CONSEGNA
Nel testo sulla OWASP Top 10 2013, con quale strumento l'aggressore riesce a inviare una query SQL arbitraria all'applicazione web?

TESTO DI PARTENZA
La “OWASP Top 10 2013” (prelevabile cliccando qui; file in formato PDF) si propone come un valido aiuto per professionisti e realtà aziendali. L’obiettivo è quello di diffondere una maggiore consapevolezza sulle minacce informatiche e favorirne una più corretta gestione.
Di seguito le problematiche che OWASP menziona in ordine di importanza: vediamone in breve il significato.
1° Injection Flaws (in 1° posizione nel 2010)
Si chiama “SQL injection” una particolare pratica di hacking che mira a colpire applicazioni web che si appoggiano a DBMS (ad esempio, MySQL, SQL Server, Oracle, Access e così via) per la memorizzazione e la gestione di dati. L’attacco si concretizza quando l’aggressore riesce ad inviare, semplicemente usando il browser, una query SQL arbitraria all’applicazione web.
Quando i dati inviati in input non vengono opportunamente filtrati, l’interrogazione SQL ricevuta in ingresso dalla pagina web, potrebbe essere “agganciata” alla query effettuata a livello server dall’applicazione web. I risultati possono essere drammatici: l’aggressore, nel caso in cui l’attacco dovesse andare a buon fine, può essere in grado di alterare dati memorizzati nel database, aggiungere informazioni maligne nelle pagine web dinamiche generate a partire dal contenuto della base dati, modificare username e password.

ESTRATTO DEI DATI
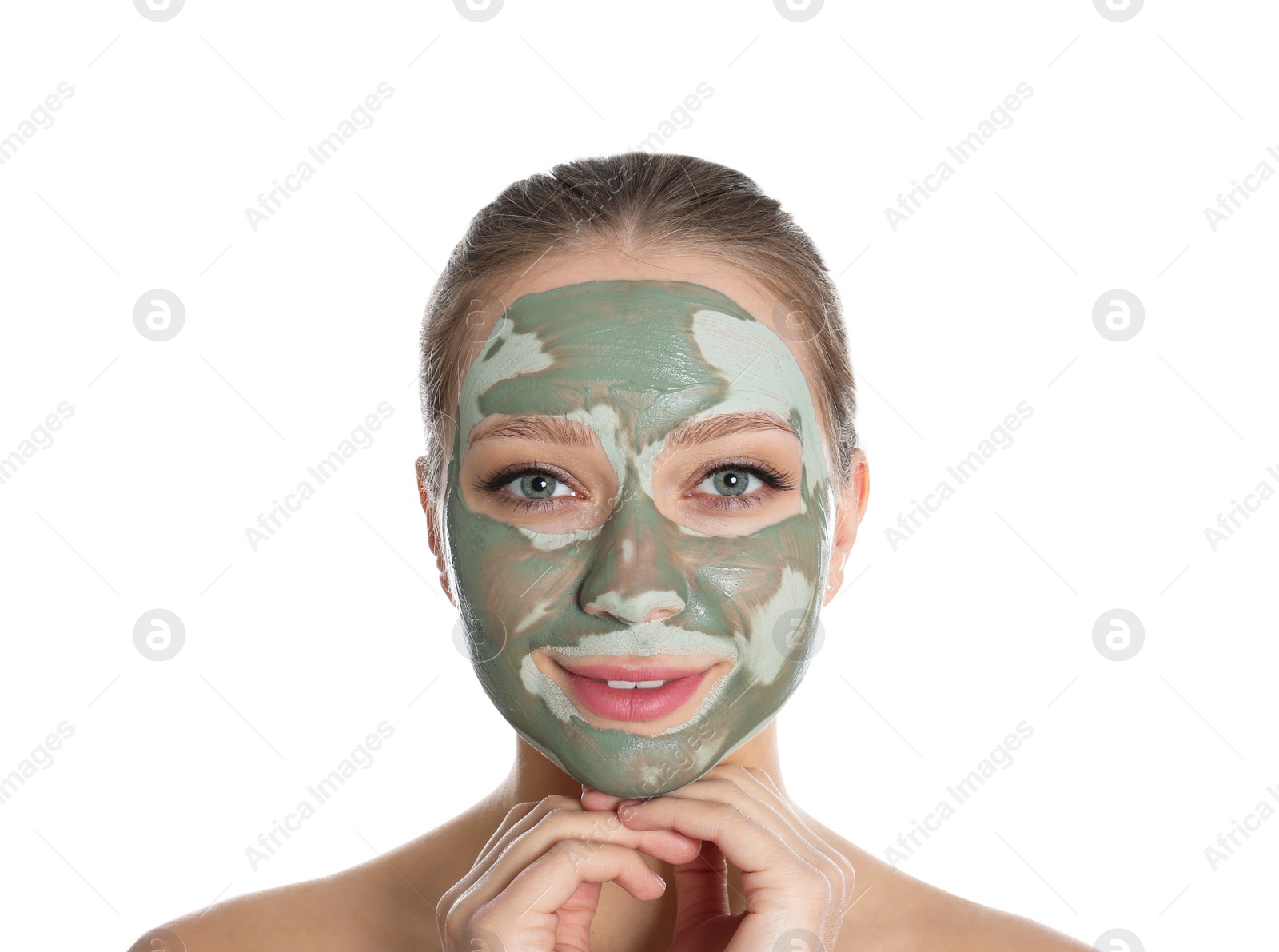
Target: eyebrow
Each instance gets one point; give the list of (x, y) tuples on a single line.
[(569, 432)]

SOLUZIONE
Con il semplice browser.